-- begin --

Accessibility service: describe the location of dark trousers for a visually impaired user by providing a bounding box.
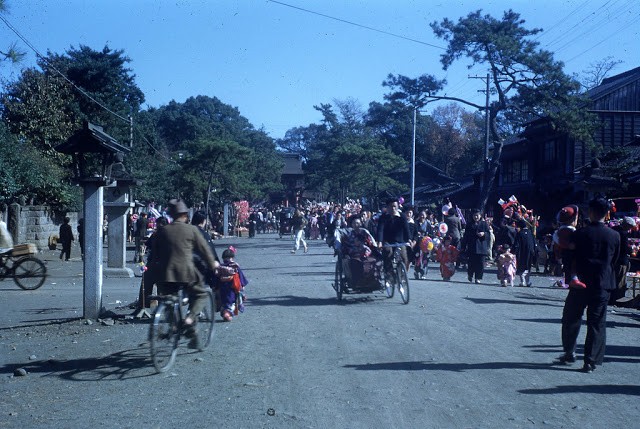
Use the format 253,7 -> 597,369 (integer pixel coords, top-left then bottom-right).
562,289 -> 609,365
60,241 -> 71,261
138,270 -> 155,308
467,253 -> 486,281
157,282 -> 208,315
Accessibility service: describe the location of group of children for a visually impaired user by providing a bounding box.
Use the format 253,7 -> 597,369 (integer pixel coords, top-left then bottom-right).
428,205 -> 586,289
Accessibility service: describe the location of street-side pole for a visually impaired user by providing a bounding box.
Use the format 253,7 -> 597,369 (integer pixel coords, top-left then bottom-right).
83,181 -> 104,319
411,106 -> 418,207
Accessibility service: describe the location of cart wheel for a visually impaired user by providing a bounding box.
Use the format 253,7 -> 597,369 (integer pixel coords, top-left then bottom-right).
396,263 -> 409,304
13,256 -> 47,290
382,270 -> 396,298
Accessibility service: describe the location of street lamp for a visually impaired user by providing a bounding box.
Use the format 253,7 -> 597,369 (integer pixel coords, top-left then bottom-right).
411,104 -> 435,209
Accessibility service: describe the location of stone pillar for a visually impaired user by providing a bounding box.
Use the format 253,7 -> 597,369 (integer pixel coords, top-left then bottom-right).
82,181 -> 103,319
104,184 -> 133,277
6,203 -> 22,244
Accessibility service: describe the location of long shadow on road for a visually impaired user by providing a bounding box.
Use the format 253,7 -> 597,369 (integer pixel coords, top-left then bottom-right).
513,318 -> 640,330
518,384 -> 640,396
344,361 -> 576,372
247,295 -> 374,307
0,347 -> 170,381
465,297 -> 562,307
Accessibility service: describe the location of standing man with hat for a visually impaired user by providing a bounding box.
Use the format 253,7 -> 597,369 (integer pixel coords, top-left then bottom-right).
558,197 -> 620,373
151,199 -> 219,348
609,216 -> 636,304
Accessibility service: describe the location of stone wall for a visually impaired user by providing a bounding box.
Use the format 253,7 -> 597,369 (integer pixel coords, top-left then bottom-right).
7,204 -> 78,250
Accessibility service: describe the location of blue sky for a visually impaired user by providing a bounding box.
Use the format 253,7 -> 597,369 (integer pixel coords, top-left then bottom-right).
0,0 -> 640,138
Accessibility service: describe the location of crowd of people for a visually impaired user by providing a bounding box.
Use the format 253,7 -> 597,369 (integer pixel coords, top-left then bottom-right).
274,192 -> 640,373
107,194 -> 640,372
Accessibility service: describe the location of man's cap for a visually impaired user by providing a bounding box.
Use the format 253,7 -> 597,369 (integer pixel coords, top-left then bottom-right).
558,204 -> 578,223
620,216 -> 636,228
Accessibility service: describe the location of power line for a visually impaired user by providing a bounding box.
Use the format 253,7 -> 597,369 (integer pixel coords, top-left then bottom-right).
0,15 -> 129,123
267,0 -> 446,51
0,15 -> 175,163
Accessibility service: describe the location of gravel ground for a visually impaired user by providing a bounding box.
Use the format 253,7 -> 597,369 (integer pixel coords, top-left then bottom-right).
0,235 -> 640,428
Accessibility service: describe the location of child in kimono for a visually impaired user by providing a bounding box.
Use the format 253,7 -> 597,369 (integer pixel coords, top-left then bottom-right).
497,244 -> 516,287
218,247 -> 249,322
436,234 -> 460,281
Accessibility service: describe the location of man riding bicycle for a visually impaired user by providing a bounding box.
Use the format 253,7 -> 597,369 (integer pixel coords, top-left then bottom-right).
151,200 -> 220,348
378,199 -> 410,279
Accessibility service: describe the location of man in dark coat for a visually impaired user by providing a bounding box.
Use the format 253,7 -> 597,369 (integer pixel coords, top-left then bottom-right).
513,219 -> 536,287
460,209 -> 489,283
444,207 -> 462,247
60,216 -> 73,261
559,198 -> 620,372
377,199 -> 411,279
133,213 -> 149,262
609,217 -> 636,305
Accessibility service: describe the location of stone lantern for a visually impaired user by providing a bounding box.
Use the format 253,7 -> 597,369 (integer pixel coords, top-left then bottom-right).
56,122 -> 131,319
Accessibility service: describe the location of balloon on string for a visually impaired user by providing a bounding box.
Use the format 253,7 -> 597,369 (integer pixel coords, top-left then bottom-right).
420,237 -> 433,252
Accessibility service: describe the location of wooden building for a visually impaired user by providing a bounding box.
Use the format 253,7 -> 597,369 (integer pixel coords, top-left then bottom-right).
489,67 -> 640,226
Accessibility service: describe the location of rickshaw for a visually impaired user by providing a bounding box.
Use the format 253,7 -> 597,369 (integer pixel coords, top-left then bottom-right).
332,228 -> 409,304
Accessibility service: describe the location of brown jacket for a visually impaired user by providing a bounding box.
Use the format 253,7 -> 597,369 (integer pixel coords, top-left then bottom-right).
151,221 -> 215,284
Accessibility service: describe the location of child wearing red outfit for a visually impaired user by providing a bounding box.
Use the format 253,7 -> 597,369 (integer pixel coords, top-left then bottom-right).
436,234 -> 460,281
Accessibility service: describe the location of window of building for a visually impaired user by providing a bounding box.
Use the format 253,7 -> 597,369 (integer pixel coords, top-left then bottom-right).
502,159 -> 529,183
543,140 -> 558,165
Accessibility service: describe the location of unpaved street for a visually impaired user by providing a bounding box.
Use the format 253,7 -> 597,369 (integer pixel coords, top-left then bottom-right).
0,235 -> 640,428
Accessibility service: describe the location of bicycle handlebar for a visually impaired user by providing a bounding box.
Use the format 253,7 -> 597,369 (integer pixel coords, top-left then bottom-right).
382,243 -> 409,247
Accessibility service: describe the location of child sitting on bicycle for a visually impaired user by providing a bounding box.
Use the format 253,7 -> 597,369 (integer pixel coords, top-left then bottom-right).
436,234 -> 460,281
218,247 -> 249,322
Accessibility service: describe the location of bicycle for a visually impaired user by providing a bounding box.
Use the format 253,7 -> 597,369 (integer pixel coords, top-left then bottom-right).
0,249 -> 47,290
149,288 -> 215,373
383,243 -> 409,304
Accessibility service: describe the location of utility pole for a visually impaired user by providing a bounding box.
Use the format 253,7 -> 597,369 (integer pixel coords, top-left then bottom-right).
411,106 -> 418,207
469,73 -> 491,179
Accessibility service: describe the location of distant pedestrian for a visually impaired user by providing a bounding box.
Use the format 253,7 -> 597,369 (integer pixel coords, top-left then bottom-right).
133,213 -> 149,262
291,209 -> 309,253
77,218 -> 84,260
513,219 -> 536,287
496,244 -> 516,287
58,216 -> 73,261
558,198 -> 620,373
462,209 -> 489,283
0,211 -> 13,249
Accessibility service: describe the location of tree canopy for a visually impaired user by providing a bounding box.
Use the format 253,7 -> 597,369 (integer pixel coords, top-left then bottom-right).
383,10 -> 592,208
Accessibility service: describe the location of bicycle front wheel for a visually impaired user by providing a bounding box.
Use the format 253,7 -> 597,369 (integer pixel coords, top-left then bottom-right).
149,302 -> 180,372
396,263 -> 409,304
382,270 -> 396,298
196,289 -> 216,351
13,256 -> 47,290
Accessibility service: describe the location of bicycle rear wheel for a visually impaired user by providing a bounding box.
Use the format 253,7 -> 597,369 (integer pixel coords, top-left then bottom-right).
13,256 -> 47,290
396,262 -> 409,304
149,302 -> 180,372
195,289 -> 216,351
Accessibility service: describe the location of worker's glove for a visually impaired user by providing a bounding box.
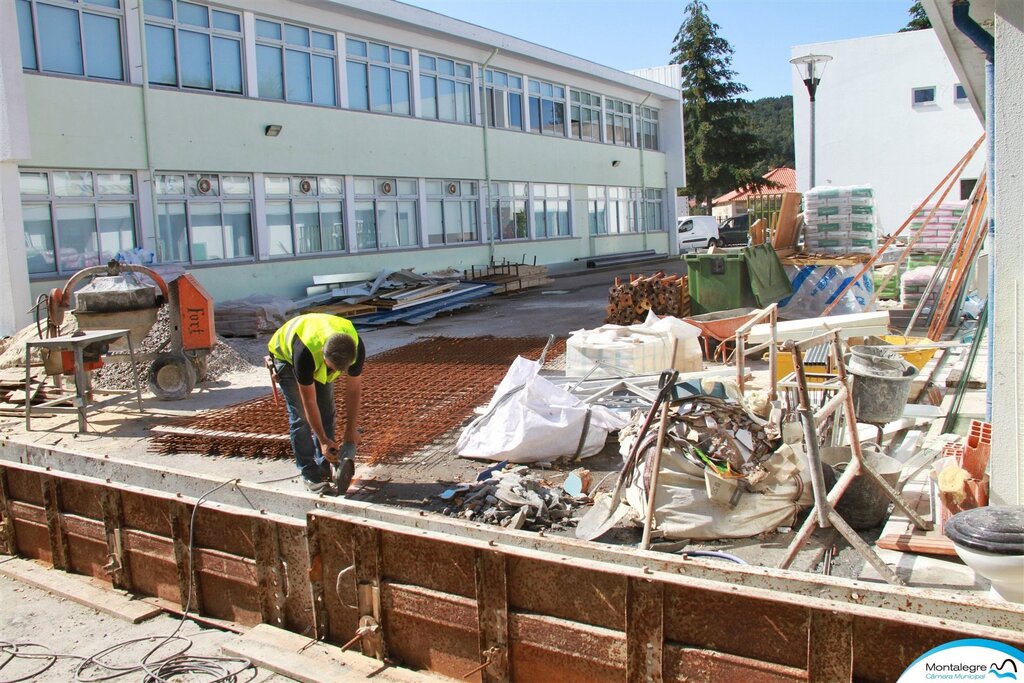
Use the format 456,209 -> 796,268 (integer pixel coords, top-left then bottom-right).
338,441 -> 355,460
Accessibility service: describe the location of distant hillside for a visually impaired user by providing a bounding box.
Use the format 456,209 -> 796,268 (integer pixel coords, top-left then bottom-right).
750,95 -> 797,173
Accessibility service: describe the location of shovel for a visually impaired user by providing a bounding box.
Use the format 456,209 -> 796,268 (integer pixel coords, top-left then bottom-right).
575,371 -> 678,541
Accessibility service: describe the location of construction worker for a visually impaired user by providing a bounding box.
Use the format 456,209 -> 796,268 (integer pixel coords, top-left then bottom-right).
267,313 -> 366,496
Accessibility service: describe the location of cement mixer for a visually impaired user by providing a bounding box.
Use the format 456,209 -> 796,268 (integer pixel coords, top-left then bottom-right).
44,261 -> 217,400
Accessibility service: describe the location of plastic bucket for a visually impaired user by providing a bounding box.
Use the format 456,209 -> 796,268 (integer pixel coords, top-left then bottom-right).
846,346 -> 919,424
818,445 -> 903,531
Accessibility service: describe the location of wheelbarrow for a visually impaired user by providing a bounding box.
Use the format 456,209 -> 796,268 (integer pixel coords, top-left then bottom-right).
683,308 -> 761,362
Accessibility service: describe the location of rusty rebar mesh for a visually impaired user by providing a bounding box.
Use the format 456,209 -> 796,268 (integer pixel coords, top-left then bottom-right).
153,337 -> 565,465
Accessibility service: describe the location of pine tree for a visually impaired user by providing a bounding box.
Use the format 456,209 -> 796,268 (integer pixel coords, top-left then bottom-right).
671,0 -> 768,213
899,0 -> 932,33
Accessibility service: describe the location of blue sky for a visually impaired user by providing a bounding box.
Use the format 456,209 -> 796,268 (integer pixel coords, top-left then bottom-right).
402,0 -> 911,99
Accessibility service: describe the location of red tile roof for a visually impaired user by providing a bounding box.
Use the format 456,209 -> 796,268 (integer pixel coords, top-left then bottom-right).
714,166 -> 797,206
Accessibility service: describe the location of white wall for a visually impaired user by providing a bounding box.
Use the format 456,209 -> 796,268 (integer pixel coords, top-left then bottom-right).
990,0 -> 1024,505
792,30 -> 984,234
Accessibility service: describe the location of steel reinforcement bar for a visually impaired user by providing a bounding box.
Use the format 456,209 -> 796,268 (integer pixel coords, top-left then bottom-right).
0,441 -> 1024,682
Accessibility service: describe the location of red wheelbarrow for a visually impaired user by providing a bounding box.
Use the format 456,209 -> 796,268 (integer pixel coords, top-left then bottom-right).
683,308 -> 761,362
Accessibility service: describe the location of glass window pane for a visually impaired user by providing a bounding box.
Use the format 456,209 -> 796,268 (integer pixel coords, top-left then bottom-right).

-- end --
-- begin --

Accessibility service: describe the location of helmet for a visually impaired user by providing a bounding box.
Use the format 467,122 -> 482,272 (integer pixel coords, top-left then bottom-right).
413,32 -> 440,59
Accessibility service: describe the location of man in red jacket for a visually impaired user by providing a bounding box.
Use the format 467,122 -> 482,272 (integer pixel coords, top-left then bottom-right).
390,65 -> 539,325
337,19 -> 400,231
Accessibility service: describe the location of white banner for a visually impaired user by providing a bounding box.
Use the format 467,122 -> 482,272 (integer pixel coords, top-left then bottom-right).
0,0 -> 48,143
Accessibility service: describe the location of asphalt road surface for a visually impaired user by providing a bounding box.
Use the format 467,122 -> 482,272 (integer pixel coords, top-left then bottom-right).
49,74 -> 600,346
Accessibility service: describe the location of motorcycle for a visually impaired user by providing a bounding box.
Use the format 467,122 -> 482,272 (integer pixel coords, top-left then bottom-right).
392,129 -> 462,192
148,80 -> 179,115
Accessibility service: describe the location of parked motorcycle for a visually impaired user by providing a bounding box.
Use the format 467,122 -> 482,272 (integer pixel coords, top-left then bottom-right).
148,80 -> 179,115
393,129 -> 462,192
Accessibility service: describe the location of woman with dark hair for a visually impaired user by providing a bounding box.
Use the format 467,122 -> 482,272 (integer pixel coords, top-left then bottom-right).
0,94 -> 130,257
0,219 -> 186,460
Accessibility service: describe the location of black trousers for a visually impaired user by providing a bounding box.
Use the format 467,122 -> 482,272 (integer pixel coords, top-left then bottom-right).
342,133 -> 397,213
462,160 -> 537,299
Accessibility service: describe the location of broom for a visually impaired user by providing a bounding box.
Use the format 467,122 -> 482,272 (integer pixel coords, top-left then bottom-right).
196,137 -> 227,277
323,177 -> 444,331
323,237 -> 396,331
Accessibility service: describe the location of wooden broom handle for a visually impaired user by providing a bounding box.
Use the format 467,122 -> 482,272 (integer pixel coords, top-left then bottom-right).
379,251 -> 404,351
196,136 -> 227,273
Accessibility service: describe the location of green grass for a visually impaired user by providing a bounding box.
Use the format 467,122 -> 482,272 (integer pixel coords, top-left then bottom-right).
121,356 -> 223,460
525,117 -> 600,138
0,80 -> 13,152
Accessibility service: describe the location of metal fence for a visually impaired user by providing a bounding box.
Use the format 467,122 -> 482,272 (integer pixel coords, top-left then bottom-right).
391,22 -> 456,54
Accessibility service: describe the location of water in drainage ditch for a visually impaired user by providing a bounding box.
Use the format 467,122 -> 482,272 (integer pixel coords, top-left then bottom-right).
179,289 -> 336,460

-- end --

■ EXERCISE PROMPT ■
Reproduce the data starting at the line containing "Accessibility service: describe the location of child wearing" and ending at the line containing "382,243 -> 409,247", both lines included, with "unpaved street" replaced by "dirt road" and nothing else changed.

■ ANSWER TO THE TASK ■
Accessibility service: describe the location of child wearing red outfit for a visually impaired user by providing a bounding box.
Use the format 253,7 -> 597,369 (integer pixel coords, top-left then bottom-right).
436,234 -> 460,281
Accessibility service: describe the location of window of building for a visually impaired user by providing a bounding box.
Use the format 253,7 -> 597,369 (integer pixel coords, top-left then bottom-right).
502,159 -> 529,183
543,140 -> 558,165
Accessibility service: describe the location of dirt road for a visually impaired user by providing a bounding box.
Use the format 253,7 -> 597,369 (integer pixel coords, top-left then bottom-right).
0,235 -> 640,428
Accessibility service: describe the location of bicycle handlebar for a visually impaired user by providing a bounding box.
Use the format 253,7 -> 597,369 (integer pixel coords, top-left then bottom-right).
382,243 -> 409,247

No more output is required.